* [ACTION ITEM]: Only one stretch of the records below is wanted: the lines from the one holding "positive clicks: (454, 338)" through the one holding "positive clicks: (281, 209)". Return it exactly, both ends included.
■ ■ ■ ■ ■
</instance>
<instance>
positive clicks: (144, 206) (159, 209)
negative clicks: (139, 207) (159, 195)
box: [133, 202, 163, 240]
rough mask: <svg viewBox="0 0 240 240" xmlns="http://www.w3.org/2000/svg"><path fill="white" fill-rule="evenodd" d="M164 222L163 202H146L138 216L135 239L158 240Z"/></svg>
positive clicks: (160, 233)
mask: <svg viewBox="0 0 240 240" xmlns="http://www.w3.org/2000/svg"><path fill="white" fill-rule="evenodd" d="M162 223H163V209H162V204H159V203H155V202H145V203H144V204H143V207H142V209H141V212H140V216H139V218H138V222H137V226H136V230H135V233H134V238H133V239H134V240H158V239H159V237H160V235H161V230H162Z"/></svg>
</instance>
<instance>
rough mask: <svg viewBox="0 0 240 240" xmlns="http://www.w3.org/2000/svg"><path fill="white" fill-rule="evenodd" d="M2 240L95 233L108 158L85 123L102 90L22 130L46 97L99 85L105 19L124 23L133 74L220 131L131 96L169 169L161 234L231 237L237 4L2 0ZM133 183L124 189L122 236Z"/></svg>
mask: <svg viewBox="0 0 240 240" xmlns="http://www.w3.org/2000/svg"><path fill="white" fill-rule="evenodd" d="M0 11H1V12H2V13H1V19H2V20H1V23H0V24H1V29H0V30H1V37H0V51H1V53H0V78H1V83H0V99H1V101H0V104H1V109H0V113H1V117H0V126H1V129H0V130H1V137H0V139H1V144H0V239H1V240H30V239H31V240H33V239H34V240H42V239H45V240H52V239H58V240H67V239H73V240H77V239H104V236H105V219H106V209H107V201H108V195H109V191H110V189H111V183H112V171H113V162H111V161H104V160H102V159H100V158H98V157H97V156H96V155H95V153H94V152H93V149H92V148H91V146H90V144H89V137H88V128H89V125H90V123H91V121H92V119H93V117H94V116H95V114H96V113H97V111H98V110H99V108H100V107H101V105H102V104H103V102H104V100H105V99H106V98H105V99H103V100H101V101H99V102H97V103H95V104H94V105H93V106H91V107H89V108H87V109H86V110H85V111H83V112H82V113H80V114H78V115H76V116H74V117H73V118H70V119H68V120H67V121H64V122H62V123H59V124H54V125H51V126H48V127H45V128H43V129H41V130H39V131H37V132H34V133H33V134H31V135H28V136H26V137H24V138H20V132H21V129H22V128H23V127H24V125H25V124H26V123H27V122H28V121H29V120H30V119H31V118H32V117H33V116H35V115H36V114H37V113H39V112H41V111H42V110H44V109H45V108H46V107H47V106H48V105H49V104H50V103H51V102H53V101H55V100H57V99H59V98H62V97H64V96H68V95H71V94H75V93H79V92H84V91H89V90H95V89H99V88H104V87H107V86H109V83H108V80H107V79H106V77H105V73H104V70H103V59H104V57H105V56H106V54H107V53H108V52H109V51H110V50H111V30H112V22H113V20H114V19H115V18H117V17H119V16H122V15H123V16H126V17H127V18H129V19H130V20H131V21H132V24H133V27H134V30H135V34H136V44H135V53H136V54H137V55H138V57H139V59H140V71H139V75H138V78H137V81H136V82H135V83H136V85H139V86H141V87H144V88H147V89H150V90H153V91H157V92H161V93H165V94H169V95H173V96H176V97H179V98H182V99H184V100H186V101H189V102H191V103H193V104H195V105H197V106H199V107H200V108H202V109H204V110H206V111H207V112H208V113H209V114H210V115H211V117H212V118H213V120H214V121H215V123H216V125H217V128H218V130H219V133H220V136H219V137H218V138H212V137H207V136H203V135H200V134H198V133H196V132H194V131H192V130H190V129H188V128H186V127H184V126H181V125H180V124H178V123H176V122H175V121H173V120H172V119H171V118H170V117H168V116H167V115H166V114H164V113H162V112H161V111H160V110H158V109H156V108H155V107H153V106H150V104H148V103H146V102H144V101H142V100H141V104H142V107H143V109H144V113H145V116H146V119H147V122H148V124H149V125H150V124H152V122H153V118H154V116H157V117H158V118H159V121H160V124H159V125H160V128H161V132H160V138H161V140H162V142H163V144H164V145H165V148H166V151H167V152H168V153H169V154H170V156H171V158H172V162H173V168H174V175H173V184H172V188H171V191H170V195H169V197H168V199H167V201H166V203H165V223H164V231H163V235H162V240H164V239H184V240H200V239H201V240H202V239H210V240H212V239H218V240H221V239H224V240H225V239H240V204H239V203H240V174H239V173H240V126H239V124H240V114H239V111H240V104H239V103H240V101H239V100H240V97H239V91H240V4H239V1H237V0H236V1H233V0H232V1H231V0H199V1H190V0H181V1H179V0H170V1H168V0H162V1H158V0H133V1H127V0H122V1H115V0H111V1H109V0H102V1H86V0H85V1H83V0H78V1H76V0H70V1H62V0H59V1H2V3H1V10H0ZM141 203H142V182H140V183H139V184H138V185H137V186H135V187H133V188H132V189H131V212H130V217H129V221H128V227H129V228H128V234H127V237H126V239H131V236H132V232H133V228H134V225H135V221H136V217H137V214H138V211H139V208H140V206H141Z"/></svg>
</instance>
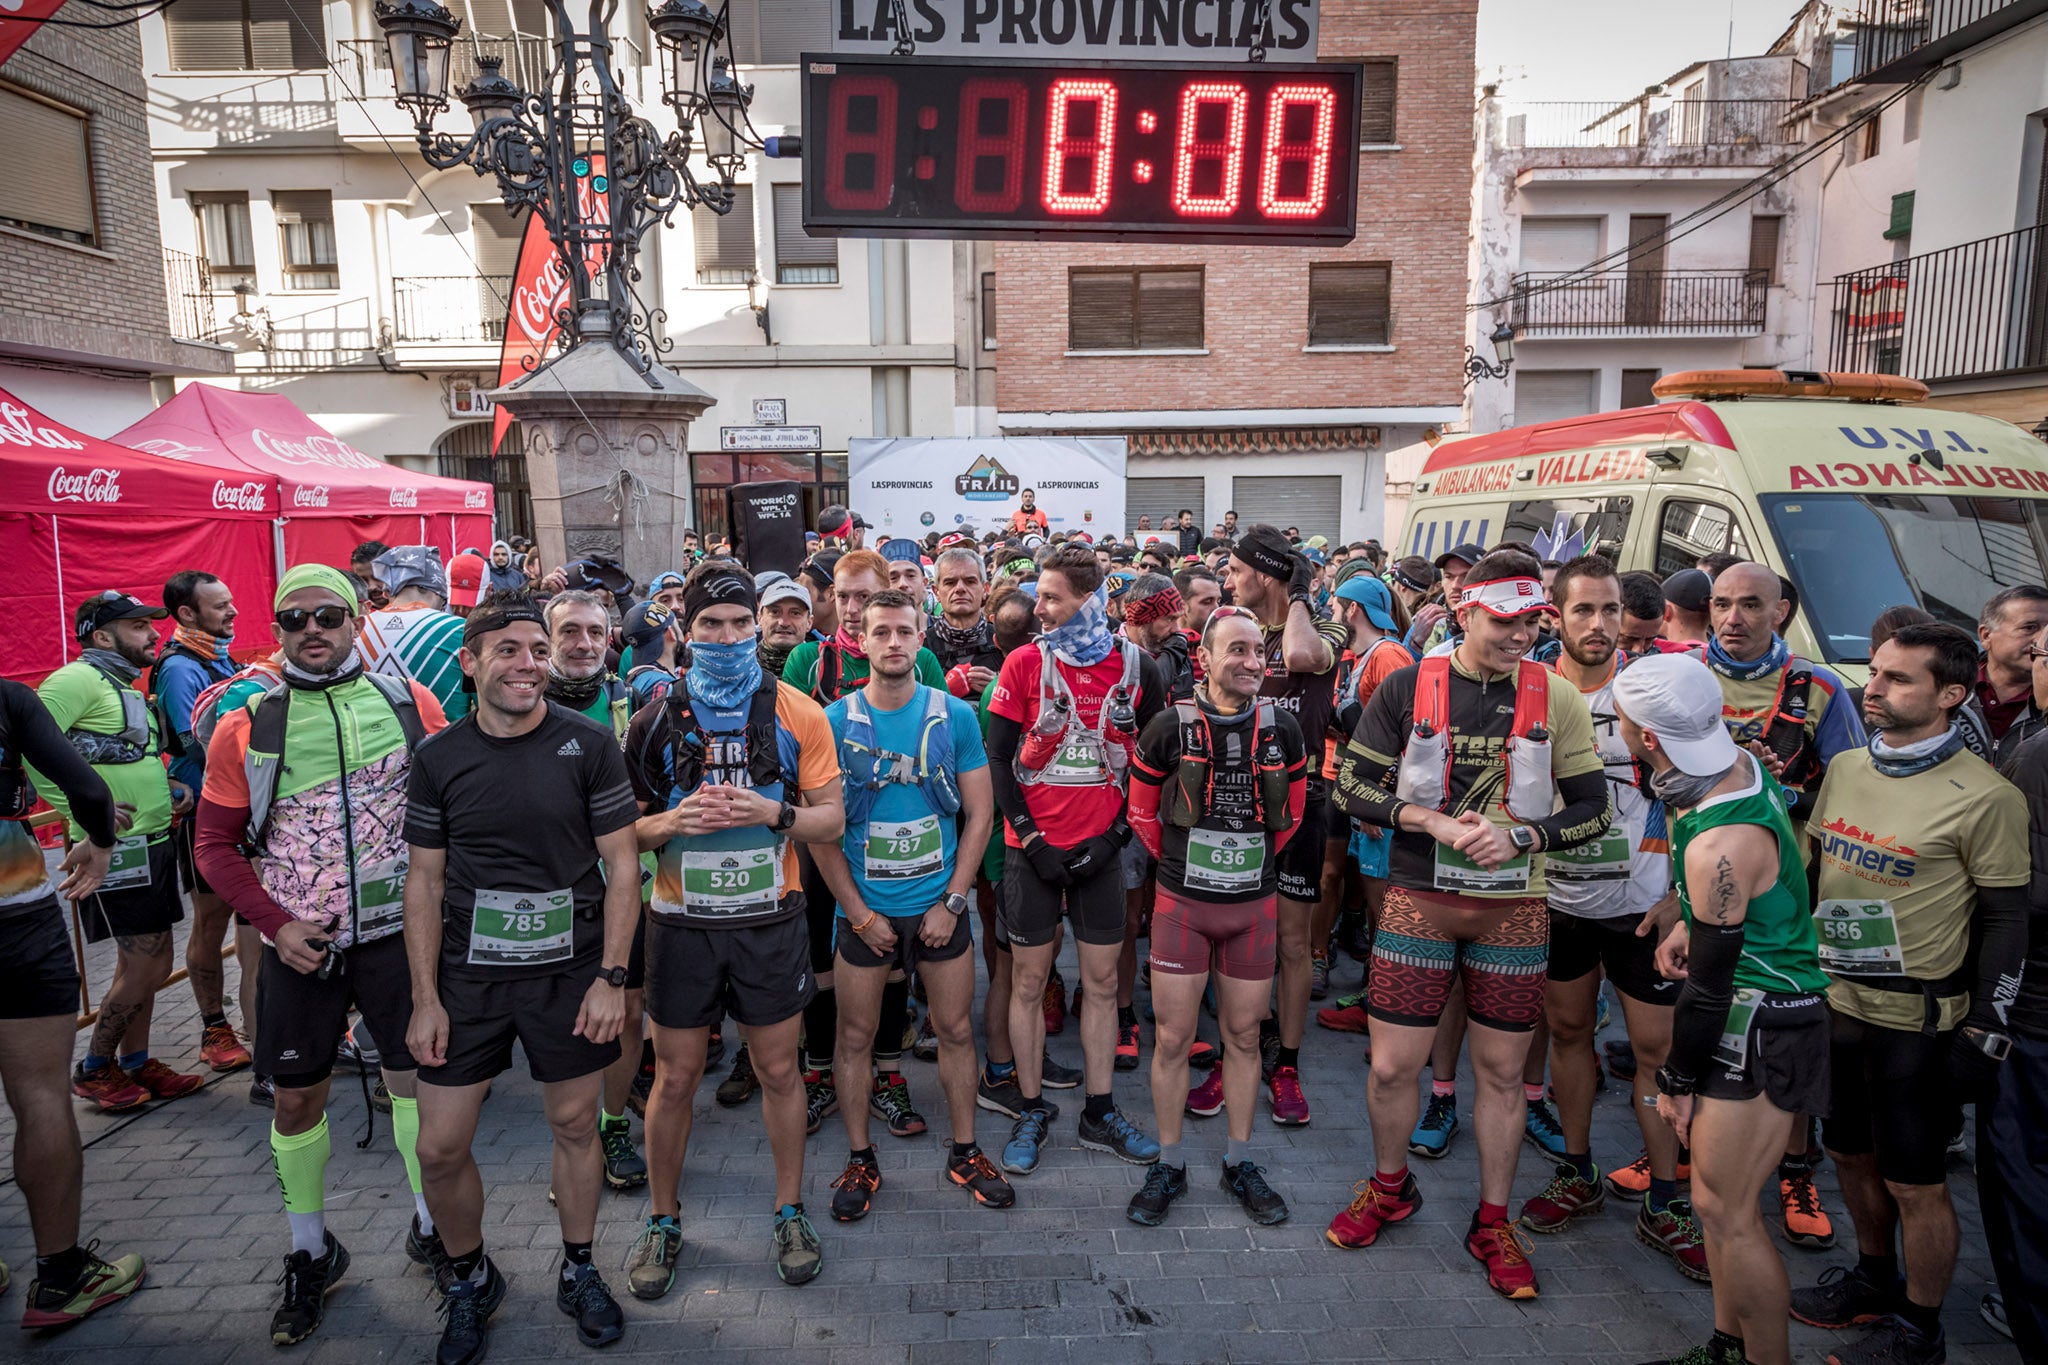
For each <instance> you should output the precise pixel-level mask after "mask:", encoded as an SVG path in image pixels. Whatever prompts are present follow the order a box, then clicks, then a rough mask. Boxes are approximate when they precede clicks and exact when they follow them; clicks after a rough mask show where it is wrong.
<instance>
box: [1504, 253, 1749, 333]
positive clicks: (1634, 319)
mask: <svg viewBox="0 0 2048 1365" xmlns="http://www.w3.org/2000/svg"><path fill="white" fill-rule="evenodd" d="M1511 289H1513V295H1511V299H1509V309H1507V319H1509V323H1511V325H1513V327H1516V332H1518V334H1524V336H1526V338H1528V340H1559V338H1616V336H1757V334H1759V332H1763V311H1765V303H1767V297H1769V276H1767V274H1765V272H1763V270H1612V272H1599V274H1583V272H1571V270H1559V272H1522V274H1516V276H1513V284H1511Z"/></svg>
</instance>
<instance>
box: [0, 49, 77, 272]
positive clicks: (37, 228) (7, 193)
mask: <svg viewBox="0 0 2048 1365" xmlns="http://www.w3.org/2000/svg"><path fill="white" fill-rule="evenodd" d="M0 129H6V137H0V225H6V227H20V229H23V231H33V233H41V235H45V237H57V239H59V241H76V244H80V246H98V229H96V225H94V215H92V137H90V135H92V127H90V123H88V119H86V115H84V111H78V108H70V106H66V104H57V102H55V100H45V98H39V96H33V94H29V92H25V90H14V88H8V86H0Z"/></svg>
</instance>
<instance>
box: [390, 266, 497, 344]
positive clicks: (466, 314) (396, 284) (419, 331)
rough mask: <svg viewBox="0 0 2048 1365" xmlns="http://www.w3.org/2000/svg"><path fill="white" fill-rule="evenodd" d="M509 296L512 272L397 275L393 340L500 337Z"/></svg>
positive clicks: (454, 338)
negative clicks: (504, 273)
mask: <svg viewBox="0 0 2048 1365" xmlns="http://www.w3.org/2000/svg"><path fill="white" fill-rule="evenodd" d="M510 297H512V276H510V274H399V276H395V278H393V280H391V340H393V342H399V344H410V346H418V344H461V342H492V344H496V342H502V340H504V336H506V311H508V299H510Z"/></svg>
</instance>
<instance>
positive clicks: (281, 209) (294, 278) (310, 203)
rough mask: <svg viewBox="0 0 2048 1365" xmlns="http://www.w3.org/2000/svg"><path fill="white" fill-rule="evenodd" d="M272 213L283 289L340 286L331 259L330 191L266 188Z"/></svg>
mask: <svg viewBox="0 0 2048 1365" xmlns="http://www.w3.org/2000/svg"><path fill="white" fill-rule="evenodd" d="M270 211H272V213H274V215H276V235H279V256H281V258H283V260H285V289H340V287H342V272H340V270H338V268H336V262H334V194H332V192H328V190H270Z"/></svg>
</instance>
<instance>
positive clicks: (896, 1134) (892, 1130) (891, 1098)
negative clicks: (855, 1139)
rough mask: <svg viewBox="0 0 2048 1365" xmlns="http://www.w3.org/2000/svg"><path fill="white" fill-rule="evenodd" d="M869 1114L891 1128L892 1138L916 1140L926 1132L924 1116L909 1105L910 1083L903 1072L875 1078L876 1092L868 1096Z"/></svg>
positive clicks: (895, 1072)
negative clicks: (918, 1137)
mask: <svg viewBox="0 0 2048 1365" xmlns="http://www.w3.org/2000/svg"><path fill="white" fill-rule="evenodd" d="M868 1113H872V1115H874V1117H879V1119H881V1121H883V1124H887V1126H889V1136H891V1138H915V1136H918V1134H922V1132H924V1128H926V1124H924V1115H922V1113H918V1109H913V1107H911V1103H909V1081H905V1078H903V1072H897V1070H893V1072H889V1074H887V1076H874V1091H872V1093H870V1095H868Z"/></svg>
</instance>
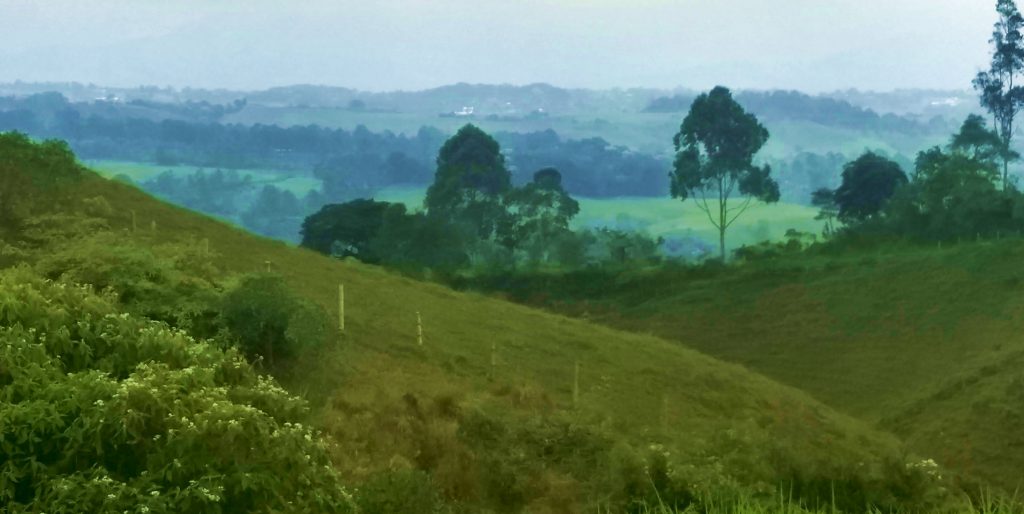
■ ■ ■ ■ ■
* [REPLY TO THE EXERCISE]:
positive clicks: (454, 338)
negative clicks: (504, 273)
mask: <svg viewBox="0 0 2048 1365" xmlns="http://www.w3.org/2000/svg"><path fill="white" fill-rule="evenodd" d="M510 297H512V276H510V274H399V276H395V278H393V280H391V340H393V342H399V344H410V346H418V344H461V342H492V344H496V342H502V340H504V336H506V311H508V299H510Z"/></svg>
</instance>
<instance>
positive clicks: (281, 209) (294, 278) (310, 203)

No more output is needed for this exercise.